• QUESTIONS:
**a)** In the article on Ontario's cannabis pricing, which official said that a price of $10 per gram is "certainly something we're giving consideration to"?
**b)** From the article on Ontario's cannabis pricing, extract the part that opens with the words containing "Now Reading:legalization |" and closes with "Canadian Finance Minister.".
DOCUMENT TEXT Block Start
Now Reading:legalization | Ontario’s Plan To Sell Weed For $10 a Gram Might Not Eliminate The Black Market
The Ontario government is considering setting legal cannabis prices at $10 a gram, CBC News reported this week. This marks the first unofficial announcement of pricing for recreational cannabis in Canada after Finance Minister Charles Sousa said the price of $10 per gram is “certainly something we’re giving consideration to.”
In an article published by Marijuana.com and Canopy Growth Corporation, the licensed producer discussed the proposed retail price of cannabis and whether or not the federal and provinces governments were fully on board with the comment from the Canadian Finance Minister.
“We’ve always said it’s got to be competitive with the black market but in our minds, there will be a range of prices. Our [New Brunswick] announcement included a retail value estimate that equaled $10 a gram with the assumption that there will be a price band that averages around [that mark].”
“I wouldn’t say that we have an opinion about where an exact price per gram sits. From our perspective, we’re going to have products that have a variety of prices. That’s similar to the way we operate right now, you can go on our website and see grams for $6, grams for $8.50, etc.”
DOCUMENT TEXT Block End
DATASET Block Start
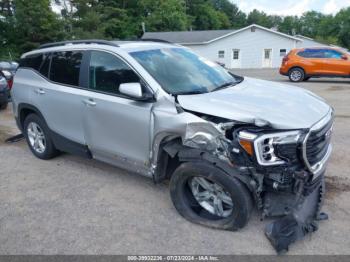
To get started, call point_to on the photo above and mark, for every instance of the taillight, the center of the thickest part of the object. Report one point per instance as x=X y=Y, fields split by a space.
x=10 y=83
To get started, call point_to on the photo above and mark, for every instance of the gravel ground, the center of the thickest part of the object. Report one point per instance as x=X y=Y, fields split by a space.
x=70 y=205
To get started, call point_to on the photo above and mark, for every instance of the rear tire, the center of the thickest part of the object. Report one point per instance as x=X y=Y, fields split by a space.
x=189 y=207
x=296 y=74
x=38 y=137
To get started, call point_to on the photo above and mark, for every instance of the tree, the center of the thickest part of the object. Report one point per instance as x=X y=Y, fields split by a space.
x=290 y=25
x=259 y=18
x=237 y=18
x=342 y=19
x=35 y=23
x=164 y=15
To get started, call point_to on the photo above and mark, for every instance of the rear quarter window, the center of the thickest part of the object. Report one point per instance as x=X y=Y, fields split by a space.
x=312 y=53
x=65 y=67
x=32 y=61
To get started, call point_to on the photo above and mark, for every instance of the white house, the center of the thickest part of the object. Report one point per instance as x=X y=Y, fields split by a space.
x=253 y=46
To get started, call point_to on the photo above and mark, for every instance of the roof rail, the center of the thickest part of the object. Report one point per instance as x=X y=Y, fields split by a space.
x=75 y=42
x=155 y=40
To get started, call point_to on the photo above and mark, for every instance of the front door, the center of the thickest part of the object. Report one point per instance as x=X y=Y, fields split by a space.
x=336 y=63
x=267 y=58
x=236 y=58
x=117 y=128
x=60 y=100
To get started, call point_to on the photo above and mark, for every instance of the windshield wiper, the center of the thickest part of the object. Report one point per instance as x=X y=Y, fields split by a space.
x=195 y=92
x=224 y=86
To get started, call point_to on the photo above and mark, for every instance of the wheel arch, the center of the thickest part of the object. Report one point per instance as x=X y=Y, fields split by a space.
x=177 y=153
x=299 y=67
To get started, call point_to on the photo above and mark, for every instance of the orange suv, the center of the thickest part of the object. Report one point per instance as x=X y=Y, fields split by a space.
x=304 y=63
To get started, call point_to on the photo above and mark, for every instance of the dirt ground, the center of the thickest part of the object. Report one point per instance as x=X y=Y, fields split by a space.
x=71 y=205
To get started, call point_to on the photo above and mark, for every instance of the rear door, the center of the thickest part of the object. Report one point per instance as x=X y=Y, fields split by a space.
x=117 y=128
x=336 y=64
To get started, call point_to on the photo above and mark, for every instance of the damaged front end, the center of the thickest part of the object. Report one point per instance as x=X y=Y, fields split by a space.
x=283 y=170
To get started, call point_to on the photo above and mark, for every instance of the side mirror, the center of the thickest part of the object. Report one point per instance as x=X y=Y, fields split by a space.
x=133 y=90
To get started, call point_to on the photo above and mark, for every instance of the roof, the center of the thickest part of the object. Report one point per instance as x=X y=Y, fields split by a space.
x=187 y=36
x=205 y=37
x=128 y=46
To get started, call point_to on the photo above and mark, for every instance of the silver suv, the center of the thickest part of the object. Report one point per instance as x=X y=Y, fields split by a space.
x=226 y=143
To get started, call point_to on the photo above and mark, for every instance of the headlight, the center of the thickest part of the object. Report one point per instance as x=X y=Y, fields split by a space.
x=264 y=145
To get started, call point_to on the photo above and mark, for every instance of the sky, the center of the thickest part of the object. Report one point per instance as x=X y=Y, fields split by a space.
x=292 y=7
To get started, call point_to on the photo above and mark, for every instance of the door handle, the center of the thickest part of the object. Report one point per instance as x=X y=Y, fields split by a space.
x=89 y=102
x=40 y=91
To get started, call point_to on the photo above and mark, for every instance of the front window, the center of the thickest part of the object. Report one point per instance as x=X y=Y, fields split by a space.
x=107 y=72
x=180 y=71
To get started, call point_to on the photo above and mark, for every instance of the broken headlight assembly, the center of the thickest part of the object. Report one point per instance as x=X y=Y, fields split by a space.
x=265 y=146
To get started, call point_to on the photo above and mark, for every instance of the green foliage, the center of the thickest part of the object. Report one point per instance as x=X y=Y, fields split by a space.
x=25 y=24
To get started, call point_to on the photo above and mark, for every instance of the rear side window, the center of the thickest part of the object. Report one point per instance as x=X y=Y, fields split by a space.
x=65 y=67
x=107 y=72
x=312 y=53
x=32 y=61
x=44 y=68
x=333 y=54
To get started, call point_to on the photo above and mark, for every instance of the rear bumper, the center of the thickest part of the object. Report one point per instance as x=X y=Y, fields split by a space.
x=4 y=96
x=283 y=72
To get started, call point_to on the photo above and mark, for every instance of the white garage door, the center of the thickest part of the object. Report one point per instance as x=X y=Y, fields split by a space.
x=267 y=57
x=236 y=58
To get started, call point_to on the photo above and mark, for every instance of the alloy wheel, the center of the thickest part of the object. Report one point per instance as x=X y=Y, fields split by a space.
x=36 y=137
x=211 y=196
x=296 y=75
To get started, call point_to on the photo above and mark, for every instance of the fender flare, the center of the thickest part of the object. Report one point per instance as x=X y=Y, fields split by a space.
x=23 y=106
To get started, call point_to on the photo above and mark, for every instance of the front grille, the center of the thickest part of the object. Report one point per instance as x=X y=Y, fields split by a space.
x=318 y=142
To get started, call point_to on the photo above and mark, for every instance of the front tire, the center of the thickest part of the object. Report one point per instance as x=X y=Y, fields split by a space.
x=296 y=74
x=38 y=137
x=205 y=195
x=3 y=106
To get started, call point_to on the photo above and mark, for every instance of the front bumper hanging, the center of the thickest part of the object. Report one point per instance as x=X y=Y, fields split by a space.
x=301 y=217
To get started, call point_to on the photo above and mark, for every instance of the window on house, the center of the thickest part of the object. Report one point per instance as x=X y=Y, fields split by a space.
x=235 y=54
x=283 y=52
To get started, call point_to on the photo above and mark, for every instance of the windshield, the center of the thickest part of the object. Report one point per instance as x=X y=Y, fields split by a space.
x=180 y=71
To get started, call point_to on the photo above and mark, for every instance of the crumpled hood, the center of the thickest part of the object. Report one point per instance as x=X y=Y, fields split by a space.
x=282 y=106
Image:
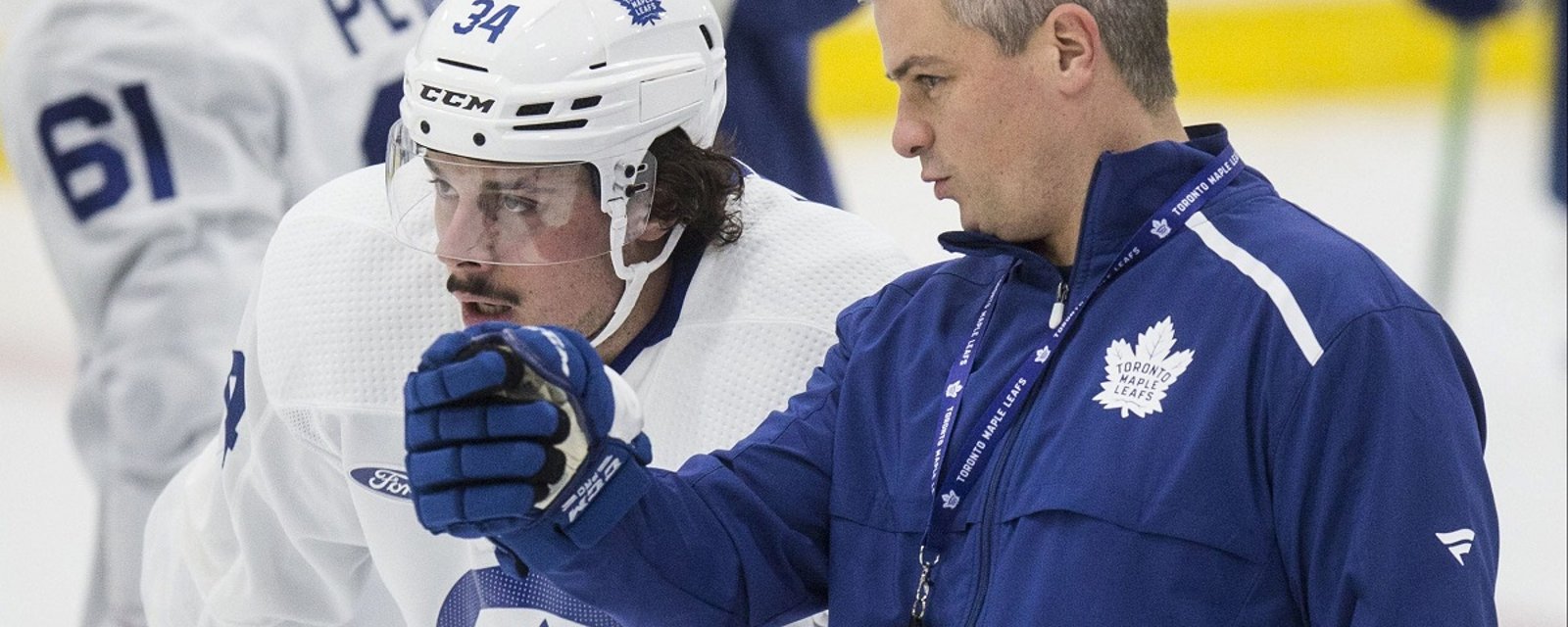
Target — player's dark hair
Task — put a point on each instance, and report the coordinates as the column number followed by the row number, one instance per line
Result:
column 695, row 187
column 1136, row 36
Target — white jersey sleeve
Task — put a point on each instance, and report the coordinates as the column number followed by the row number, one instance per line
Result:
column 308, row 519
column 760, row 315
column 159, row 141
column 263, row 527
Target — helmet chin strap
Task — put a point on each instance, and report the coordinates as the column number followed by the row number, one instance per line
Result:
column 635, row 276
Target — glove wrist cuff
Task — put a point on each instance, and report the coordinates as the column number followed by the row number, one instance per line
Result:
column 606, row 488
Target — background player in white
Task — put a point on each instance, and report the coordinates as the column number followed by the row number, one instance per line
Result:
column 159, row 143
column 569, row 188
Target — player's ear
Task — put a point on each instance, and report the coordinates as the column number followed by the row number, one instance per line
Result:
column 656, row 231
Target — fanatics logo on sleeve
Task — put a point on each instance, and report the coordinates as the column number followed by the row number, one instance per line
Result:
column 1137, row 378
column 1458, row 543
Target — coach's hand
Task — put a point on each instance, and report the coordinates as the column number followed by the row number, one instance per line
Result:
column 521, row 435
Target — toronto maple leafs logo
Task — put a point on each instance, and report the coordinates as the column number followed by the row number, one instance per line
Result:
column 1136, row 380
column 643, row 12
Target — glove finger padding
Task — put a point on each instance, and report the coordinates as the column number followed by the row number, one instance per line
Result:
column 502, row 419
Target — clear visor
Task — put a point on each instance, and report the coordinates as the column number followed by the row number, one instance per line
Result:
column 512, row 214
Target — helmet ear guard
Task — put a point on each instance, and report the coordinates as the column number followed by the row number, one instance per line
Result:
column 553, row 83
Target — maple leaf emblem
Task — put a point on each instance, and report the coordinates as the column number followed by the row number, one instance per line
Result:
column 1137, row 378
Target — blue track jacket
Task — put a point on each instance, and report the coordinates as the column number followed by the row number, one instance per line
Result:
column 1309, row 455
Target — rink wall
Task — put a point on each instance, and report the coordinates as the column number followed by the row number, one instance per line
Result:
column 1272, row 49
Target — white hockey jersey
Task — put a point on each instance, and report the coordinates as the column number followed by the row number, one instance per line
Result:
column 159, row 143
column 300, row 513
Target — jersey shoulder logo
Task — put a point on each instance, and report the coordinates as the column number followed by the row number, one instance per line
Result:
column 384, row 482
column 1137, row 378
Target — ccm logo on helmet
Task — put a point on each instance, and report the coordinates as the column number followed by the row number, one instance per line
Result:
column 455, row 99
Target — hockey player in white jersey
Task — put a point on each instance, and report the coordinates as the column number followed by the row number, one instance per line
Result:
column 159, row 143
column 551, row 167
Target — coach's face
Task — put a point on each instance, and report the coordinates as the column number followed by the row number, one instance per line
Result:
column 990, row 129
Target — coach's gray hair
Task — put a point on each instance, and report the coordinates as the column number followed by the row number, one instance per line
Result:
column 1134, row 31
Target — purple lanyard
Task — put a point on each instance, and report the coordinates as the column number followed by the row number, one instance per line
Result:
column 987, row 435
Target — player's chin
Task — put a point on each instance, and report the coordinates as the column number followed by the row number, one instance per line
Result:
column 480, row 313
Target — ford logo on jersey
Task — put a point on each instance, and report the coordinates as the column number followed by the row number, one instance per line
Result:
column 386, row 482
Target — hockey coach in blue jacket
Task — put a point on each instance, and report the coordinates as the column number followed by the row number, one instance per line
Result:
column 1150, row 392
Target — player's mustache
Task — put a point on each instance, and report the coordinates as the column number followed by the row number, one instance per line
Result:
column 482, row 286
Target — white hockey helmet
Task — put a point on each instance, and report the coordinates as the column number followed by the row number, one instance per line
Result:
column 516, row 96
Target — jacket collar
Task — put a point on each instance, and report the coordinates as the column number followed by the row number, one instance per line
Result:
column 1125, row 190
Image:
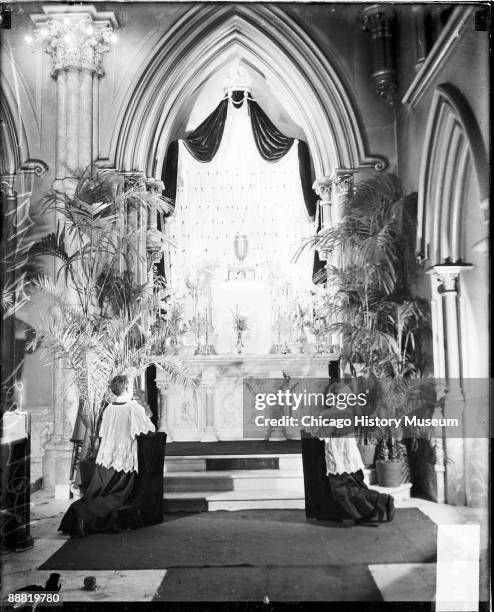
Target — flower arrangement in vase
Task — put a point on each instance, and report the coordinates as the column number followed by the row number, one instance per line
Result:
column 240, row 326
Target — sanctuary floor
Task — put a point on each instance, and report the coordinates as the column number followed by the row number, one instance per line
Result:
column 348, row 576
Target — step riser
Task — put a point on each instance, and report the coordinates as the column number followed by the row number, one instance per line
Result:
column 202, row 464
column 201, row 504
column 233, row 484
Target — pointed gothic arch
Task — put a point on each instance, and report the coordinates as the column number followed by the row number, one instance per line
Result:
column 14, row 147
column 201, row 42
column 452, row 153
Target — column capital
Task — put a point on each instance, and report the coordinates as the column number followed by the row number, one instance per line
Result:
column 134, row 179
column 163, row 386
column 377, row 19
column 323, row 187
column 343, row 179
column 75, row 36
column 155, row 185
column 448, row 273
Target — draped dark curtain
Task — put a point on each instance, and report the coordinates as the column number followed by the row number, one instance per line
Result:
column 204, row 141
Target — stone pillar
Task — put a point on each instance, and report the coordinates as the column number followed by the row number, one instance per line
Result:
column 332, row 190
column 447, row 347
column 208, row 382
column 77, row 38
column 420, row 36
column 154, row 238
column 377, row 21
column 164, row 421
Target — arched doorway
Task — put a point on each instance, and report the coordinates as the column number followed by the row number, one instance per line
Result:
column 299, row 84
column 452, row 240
DATASET Block End
• RESULTS FOR THE EXERCISE:
**a)** Finance Minister Charles Sousa

**b)**
Now Reading:legalization | Ontario’s Plan To Sell Weed For $10 a Gram Might Not Eliminate The Black Market
The Ontario government is considering setting legal cannabis prices at $10 a gram, CBC News reported this week. This marks the first unofficial announcement of pricing for recreational cannabis in Canada after Finance Minister Charles Sousa said the price of $10 per gram is “certainly something we’re giving consideration to.”
In an article published by Marijuana.com and Canopy Growth Corporation, the licensed producer discussed the proposed retail price of cannabis and whether or not the federal and provinces governments were fully on board with the comment from the Canadian Finance Minister.